Set down exactly, and only, the lines from the one with "of the unopened" to the final line of the entries, both included.

-- -- --

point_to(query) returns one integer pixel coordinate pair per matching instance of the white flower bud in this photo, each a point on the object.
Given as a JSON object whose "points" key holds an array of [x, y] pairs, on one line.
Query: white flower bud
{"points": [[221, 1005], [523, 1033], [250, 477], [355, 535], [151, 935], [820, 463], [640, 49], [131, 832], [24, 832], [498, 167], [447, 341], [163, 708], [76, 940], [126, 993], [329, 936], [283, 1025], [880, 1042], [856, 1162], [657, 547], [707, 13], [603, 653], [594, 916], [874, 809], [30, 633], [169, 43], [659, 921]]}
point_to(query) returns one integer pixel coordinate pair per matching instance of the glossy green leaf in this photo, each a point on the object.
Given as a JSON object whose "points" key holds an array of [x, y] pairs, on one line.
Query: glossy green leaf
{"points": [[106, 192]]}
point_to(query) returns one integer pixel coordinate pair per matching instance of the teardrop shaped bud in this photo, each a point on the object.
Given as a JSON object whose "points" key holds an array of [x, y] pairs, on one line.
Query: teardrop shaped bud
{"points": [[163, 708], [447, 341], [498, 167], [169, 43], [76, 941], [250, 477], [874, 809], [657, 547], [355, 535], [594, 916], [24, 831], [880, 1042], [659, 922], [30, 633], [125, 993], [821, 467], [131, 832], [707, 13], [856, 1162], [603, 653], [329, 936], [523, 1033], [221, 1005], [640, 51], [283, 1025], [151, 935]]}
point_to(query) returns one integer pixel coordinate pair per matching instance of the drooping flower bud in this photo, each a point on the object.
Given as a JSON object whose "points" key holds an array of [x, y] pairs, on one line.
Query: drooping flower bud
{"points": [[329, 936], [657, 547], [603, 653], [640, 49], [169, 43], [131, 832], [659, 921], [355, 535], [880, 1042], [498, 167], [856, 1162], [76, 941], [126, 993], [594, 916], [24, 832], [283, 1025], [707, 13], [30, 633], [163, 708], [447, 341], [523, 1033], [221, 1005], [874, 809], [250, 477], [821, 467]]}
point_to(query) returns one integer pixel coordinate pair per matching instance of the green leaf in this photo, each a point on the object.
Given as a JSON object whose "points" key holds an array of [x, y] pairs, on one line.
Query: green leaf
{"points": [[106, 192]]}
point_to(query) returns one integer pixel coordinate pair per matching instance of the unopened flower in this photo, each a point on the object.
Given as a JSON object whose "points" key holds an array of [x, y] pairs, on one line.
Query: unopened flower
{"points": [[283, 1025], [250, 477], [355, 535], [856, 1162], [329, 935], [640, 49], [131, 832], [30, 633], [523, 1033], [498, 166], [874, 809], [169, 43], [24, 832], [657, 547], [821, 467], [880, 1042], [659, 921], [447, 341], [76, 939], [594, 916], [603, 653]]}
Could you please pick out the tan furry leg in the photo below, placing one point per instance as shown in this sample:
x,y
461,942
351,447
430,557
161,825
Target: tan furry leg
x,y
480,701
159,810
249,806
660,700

-- -- --

## Output
point_to(query) returns one integer pixel coordinate pair per matching instance of the unopened flower in this photo, each a point on the object.
Given as a JSON object whose "points" key holds an array of [x, y] pairs, on one line.
Query: unopened flower
{"points": [[283, 1025], [250, 477], [355, 535], [856, 1162], [329, 935], [640, 49], [131, 832], [30, 633], [523, 1033], [498, 166], [874, 809], [169, 43], [24, 832], [657, 547], [821, 467], [880, 1042], [659, 921], [447, 341], [76, 939], [594, 916], [603, 653]]}
Could you please pick out the tan furry leg in the photo below, placing one point per instance as shown in this sample:
x,y
461,942
351,447
430,557
161,825
Target: tan furry leg
x,y
480,701
159,810
249,806
660,700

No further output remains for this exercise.